Dataset records:
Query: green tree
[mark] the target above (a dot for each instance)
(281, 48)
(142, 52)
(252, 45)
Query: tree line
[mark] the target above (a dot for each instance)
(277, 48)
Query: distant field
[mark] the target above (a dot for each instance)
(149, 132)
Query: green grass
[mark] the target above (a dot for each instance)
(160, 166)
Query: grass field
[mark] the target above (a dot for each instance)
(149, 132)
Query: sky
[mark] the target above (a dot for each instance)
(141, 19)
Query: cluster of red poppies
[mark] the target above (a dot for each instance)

Exercise: Copy every line that includes the string "field" from the material above.

Finished exercise:
Query: distant field
Query: grass field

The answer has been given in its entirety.